#### Text provided:
+++
2.4 Lead Storage Cell (Secondary Type)
  The voltaic cell studied in Section 2.1 is called a primary cell. A primary
cell produces an electric current, but is not rechargeable. A secondary cell,
or storage cell, is a cell whose energy can be renewed by passing an electric
current through it in the direction opposite to the current flow generated by
the cell itself.
  A secondary cell behaves as a voltaic cell as it discharges (to produce an
electric current) and as an electrolytic cell as it charges (accepting an
electric current from an external power source). To see in chemical terms
how this can occur, ponder the following cell reaction:
           reactants       products + electrical energy
                                                                                 Figure 5
  If all reactants and products remain in electrical contact, the equilibrium is
preserved. The discharge reaction goes from left to right as written, to generate an
electric current; the charge reaction, occurring only in the presence of an external
electric current, goes from right to left as written.
+++
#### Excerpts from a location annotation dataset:
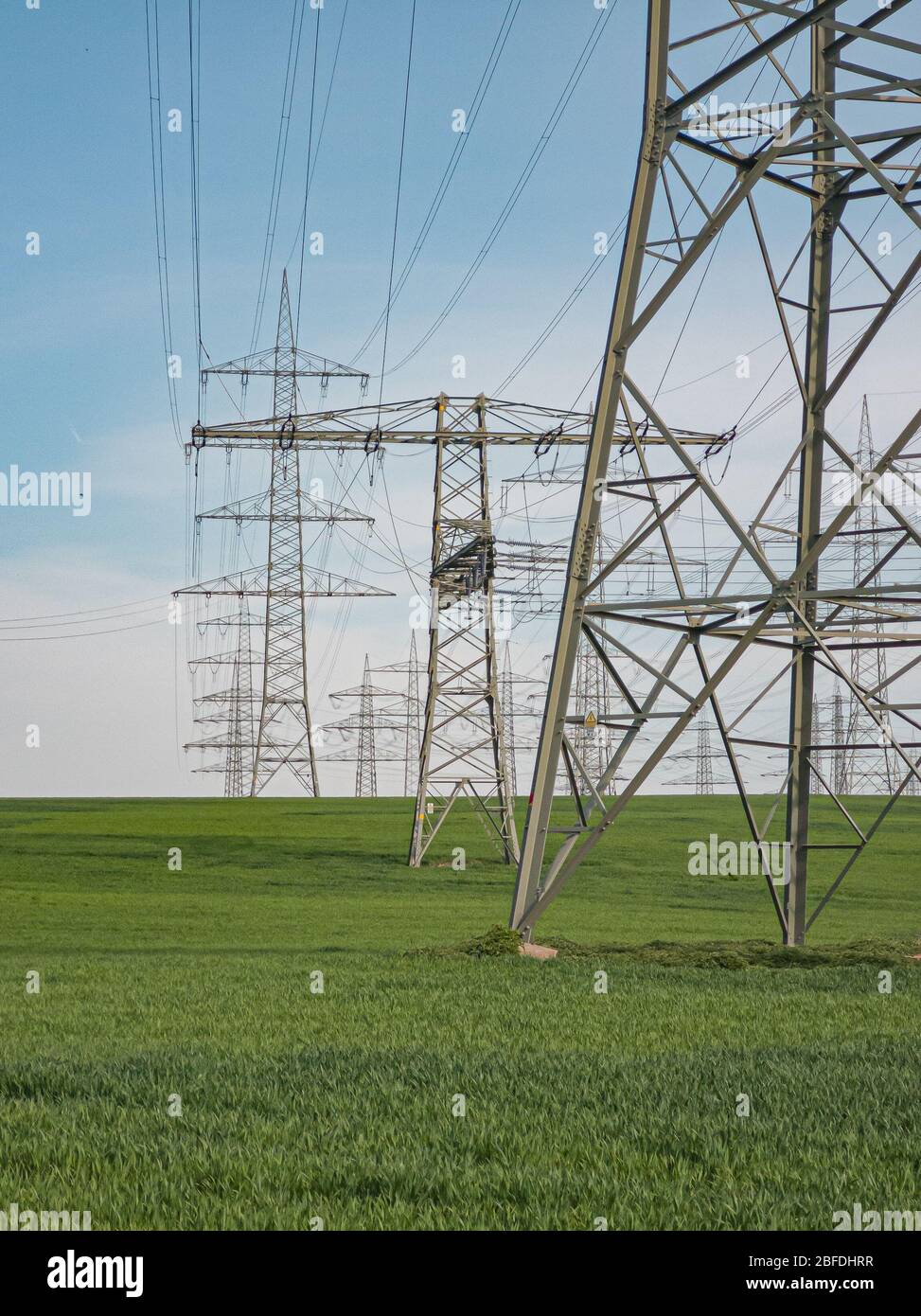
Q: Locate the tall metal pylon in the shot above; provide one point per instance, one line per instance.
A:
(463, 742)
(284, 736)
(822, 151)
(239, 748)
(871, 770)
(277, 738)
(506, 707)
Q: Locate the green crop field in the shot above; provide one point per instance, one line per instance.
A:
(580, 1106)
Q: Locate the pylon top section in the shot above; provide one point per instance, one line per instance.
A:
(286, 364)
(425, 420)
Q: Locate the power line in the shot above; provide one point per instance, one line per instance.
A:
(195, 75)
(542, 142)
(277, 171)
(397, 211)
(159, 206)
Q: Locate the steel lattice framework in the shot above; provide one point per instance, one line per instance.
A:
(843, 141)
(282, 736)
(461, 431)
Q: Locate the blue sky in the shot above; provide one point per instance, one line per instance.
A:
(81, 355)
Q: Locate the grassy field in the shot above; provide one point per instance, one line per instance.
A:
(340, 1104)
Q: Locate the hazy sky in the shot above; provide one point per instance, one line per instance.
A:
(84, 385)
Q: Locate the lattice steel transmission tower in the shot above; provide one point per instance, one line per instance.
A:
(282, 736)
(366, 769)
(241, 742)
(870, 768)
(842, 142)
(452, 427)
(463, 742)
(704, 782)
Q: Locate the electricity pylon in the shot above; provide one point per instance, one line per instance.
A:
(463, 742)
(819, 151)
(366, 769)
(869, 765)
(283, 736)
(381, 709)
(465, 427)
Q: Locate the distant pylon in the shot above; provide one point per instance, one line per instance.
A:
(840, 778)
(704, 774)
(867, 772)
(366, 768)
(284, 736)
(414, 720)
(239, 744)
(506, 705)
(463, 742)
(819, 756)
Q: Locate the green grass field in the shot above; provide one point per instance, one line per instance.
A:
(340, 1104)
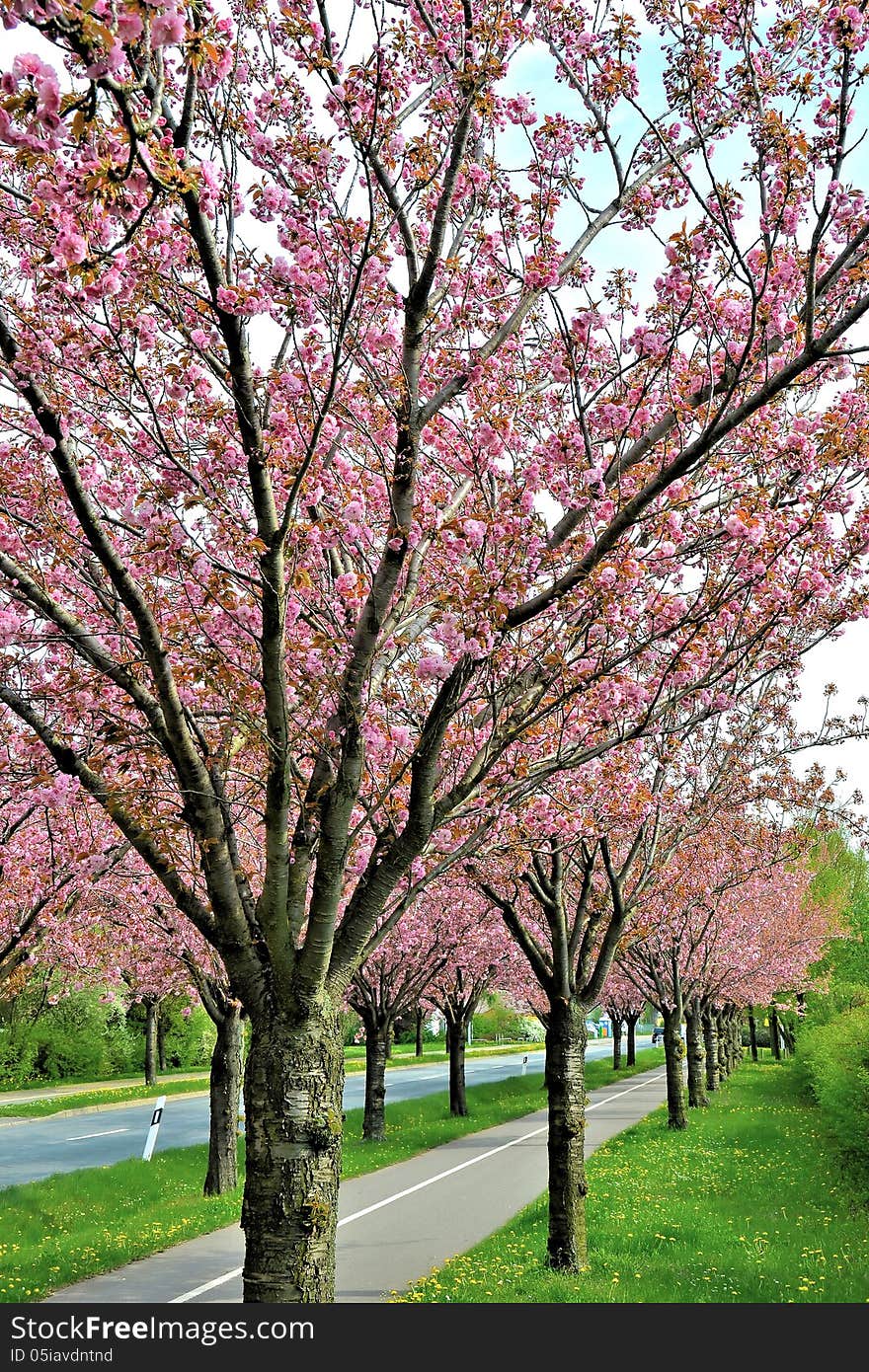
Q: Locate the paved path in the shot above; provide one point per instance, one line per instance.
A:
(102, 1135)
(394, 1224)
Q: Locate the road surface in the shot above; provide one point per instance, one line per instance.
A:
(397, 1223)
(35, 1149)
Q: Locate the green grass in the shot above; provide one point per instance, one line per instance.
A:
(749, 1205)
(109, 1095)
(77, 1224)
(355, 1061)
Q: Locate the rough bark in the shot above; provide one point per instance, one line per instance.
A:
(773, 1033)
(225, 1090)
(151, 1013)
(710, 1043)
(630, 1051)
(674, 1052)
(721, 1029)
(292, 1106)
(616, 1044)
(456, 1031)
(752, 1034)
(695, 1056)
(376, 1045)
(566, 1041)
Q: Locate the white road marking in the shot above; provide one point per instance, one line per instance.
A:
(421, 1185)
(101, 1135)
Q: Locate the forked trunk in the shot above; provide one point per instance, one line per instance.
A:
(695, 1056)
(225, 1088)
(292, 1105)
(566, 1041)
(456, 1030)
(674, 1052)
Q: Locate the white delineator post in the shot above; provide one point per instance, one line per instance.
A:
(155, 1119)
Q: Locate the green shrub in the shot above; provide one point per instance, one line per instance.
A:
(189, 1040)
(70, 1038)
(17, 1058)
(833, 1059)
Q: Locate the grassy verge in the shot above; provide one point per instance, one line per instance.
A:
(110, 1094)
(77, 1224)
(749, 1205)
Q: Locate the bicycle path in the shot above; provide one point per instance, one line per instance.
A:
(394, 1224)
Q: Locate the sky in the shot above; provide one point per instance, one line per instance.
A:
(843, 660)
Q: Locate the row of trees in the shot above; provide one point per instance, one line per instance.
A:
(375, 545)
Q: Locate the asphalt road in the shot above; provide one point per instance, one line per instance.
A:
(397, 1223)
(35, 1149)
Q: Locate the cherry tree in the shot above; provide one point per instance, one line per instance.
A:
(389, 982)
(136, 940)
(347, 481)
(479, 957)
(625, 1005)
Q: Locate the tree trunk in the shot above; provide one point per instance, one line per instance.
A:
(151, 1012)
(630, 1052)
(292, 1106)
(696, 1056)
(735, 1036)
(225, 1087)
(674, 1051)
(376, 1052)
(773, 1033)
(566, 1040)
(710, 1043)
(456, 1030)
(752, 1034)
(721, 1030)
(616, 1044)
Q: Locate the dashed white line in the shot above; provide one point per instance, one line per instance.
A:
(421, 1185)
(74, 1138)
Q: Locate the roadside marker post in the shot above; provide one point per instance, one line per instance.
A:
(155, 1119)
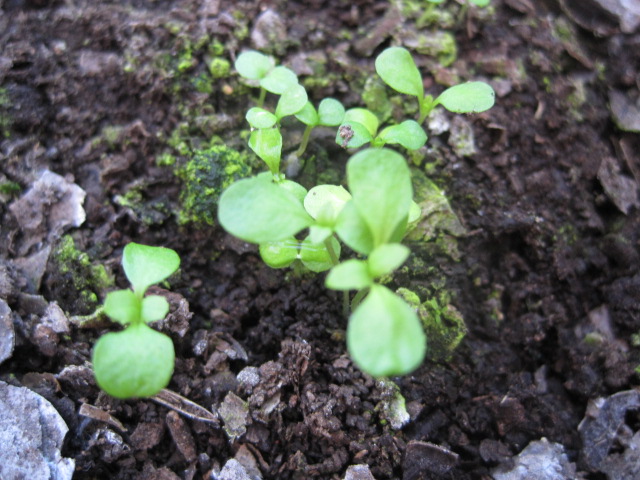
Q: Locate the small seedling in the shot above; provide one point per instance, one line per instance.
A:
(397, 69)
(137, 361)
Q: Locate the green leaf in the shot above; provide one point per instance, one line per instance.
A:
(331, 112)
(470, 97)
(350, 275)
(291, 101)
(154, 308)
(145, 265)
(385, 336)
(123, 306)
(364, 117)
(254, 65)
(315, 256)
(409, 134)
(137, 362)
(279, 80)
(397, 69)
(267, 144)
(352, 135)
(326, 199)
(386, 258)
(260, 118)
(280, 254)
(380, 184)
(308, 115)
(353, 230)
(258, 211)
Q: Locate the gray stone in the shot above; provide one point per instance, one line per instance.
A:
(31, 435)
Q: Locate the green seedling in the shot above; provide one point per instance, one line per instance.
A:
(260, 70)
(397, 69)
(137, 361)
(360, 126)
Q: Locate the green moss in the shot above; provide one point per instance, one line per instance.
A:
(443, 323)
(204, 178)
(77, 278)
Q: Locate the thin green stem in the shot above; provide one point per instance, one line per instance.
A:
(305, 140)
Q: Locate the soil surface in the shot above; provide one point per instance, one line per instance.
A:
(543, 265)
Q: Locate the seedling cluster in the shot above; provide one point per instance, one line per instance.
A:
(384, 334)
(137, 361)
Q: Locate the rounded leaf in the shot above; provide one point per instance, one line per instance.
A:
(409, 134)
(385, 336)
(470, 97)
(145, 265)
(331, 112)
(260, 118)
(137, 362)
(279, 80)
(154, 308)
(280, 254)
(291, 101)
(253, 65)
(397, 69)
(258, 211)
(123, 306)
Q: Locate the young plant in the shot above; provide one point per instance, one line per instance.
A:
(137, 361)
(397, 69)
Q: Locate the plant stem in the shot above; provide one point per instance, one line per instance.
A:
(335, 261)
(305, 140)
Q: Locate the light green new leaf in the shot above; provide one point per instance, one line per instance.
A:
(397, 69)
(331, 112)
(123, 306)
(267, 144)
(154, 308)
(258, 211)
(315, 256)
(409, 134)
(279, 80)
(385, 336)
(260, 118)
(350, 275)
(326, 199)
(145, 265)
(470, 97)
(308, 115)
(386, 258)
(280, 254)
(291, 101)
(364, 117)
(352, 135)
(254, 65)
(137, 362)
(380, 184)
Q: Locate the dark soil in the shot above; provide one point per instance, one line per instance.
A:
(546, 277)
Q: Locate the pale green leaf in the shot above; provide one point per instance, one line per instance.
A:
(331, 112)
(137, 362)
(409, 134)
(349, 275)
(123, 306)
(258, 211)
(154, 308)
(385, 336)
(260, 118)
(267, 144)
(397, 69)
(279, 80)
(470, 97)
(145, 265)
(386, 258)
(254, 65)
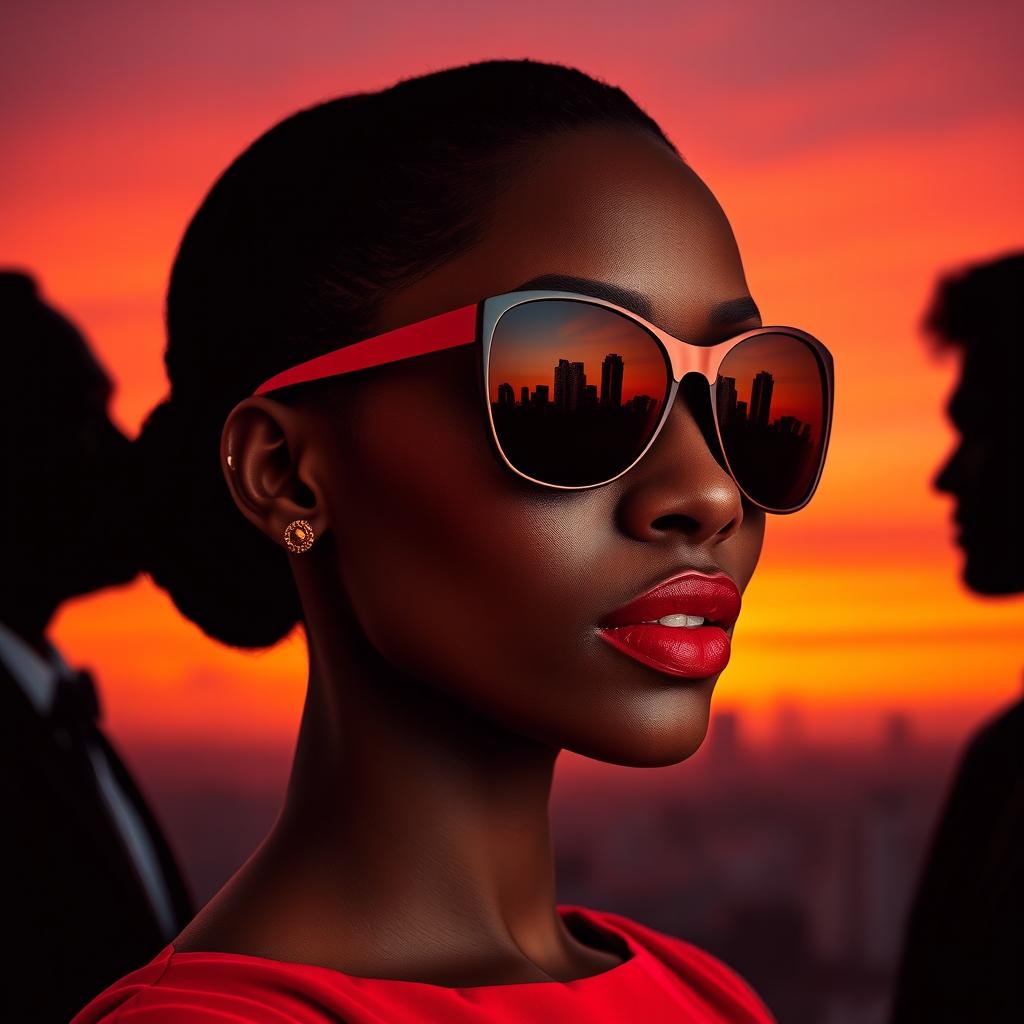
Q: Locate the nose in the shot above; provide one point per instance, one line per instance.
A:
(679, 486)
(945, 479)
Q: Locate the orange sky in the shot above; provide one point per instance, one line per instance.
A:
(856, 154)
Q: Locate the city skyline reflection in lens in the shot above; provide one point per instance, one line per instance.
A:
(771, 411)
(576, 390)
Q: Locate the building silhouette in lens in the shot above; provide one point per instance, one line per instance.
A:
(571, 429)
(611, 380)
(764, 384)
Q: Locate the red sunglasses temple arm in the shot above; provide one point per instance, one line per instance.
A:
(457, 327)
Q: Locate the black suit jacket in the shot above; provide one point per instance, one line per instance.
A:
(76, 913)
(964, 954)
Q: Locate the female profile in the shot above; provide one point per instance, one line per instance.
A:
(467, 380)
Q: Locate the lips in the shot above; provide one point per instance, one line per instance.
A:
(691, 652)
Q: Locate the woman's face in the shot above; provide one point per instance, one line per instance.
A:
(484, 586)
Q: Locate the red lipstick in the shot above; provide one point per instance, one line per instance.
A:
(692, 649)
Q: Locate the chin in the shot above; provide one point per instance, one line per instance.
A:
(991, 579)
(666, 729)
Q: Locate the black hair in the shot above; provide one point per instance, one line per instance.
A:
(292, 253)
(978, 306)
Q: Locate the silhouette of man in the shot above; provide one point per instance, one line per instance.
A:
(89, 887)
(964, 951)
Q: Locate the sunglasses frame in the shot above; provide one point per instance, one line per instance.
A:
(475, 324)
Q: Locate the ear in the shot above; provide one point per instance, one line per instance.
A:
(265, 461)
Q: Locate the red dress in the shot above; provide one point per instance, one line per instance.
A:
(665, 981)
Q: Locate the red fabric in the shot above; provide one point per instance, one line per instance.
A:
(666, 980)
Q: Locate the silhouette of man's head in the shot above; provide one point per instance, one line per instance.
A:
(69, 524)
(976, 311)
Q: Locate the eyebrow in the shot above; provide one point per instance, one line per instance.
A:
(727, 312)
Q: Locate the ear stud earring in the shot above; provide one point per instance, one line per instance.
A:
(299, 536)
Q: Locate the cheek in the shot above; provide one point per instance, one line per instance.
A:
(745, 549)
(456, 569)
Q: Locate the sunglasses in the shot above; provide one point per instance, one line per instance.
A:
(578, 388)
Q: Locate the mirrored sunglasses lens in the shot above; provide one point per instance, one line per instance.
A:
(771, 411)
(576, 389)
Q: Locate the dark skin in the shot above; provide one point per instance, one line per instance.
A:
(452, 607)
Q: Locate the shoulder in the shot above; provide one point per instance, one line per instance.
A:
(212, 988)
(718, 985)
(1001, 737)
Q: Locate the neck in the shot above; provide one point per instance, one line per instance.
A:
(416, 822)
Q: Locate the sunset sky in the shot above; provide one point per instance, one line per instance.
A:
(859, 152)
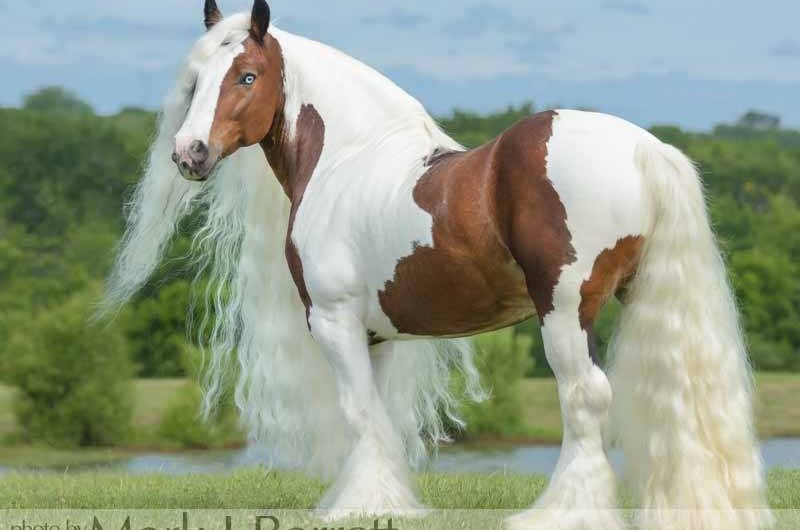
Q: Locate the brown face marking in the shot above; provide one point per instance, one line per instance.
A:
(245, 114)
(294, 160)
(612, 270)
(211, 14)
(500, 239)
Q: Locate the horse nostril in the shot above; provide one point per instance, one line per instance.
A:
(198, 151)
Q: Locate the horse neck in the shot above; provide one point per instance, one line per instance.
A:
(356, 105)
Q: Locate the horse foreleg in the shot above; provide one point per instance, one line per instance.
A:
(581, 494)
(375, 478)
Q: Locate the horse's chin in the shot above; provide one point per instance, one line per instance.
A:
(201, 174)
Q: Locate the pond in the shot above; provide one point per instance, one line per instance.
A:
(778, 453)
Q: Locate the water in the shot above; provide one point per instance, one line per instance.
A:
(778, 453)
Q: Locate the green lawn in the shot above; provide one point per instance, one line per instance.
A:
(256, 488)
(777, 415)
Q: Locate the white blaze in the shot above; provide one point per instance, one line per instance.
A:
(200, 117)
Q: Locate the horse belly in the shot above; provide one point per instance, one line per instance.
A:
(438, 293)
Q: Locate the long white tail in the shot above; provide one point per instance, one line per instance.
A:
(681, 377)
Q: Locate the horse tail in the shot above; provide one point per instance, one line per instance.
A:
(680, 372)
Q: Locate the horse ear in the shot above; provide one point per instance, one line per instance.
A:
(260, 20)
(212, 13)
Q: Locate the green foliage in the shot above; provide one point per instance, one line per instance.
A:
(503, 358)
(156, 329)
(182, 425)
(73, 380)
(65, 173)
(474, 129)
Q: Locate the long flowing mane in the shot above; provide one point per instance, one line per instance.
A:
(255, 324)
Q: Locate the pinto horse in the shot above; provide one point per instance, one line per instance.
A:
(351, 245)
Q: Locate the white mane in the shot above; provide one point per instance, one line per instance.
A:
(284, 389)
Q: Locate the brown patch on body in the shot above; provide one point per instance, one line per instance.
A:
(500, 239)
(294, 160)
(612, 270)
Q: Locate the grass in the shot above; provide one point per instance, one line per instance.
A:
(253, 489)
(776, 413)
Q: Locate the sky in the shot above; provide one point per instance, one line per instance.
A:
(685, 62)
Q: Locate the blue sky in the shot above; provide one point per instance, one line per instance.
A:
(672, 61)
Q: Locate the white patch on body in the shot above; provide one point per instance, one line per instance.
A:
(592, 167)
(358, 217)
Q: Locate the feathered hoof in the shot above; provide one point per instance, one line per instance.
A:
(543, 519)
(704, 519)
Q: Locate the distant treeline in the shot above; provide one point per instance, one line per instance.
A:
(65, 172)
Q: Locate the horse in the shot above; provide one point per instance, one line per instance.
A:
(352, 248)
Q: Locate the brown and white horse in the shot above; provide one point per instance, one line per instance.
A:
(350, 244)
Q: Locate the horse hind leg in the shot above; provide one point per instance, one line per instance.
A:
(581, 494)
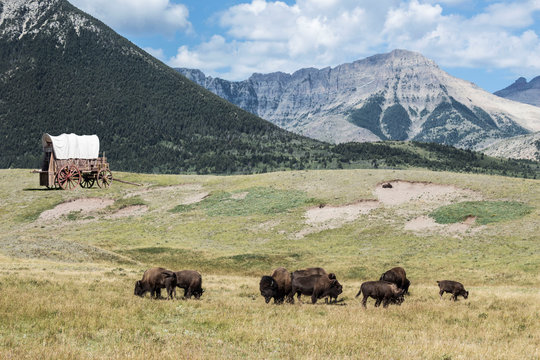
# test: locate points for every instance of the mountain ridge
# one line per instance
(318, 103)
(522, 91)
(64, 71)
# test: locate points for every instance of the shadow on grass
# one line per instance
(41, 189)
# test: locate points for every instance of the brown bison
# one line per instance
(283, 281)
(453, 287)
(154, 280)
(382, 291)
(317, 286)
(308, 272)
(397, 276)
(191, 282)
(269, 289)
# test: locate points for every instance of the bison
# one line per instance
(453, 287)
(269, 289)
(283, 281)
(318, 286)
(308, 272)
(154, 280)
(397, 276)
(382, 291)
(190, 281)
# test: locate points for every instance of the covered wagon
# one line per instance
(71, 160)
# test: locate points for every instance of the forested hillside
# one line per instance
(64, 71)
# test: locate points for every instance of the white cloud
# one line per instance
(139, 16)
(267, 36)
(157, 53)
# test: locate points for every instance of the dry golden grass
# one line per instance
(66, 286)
+++
#### Instructions for the task:
Echo the passage on the lead storage cell word for word, from start to finish. The lines have nothing to do with this.

#### Task result:
2.4 Lead Storage Cell (Secondary Type)
  The voltaic cell studied in Section 2.1 is called a primary cell. A primary
cell produces an electric current, but is not rechargeable. A secondary cell,
or storage cell, is a cell whose energy can be renewed by passing an electric
current through it in the direction opposite to the current flow generated by
the cell itself.
  A secondary cell behaves as a voltaic cell as it discharges (to produce an
electric current) and as an electrolytic cell as it charges (accepting an
electric current from an external power source). To see in chemical terms
how this can occur, ponder the following cell reaction:
           reactants       products + electrical energy
                                                                                 Figure 5
  If all reactants and products remain in electrical contact, the equilibrium is
preserved. The discharge reaction goes from left to right as written, to generate an
electric current; the charge reaction, occurring only in the presence of an external
electric current, goes from right to left as written.